* _Instruction_
Rewrite all the items below line for line, keeping their wording, and multiply every point coordinate in the answers by 2.35, rounding to whole numbers with halves rounded up. Leave the pictures out.

== Provided information

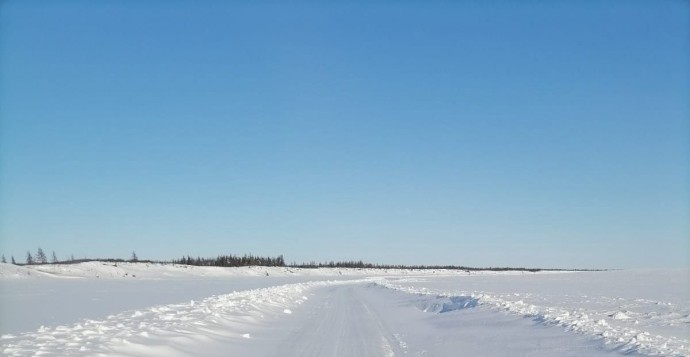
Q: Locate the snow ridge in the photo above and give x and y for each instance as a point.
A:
(601, 324)
(166, 329)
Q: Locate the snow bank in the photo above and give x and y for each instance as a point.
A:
(175, 329)
(157, 271)
(633, 324)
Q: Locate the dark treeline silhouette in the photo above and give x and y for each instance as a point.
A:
(362, 265)
(232, 261)
(252, 260)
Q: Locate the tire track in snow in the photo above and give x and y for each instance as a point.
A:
(341, 324)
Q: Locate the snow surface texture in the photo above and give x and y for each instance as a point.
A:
(315, 312)
(654, 326)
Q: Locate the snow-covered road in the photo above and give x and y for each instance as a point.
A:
(361, 313)
(365, 319)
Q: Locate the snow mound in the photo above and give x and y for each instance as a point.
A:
(619, 328)
(167, 329)
(11, 271)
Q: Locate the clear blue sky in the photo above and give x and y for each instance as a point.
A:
(551, 134)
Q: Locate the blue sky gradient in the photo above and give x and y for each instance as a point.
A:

====

* _Reply_
Q: Locate the snow ridge in the photo above and give x and y for each instance as a point.
A:
(1412, 761)
(390, 773)
Q: Locate the snow bank in the photo above and give x and y for each instance as a point.
A:
(411, 773)
(369, 637)
(1488, 761)
Q: Locate the dark treeline silhouette in the photo above and give x and y for each instance as a point.
A:
(851, 623)
(545, 613)
(592, 611)
Q: Locate the tire track in snow in the photo above and give x and y for each instance as a point.
A:
(801, 761)
Q: Locate the snow surface texture in the photo above and give x and y for each instance as a point.
A:
(740, 733)
(1537, 766)
Q: Locate the snow-covered road in the photo above and give x and y for each instance as a point.
A:
(848, 736)
(858, 750)
Q: Locate the snow mound in the photo above and give x and y for each instance as a point.
A:
(1455, 771)
(392, 773)
(26, 637)
Q: Locate the clear blue sky in the photo above and give x and y for each instance as a point.
A:
(1295, 315)
Q: Locate the blue sky gradient in the photo above and give x and y for each instance as a point.
A:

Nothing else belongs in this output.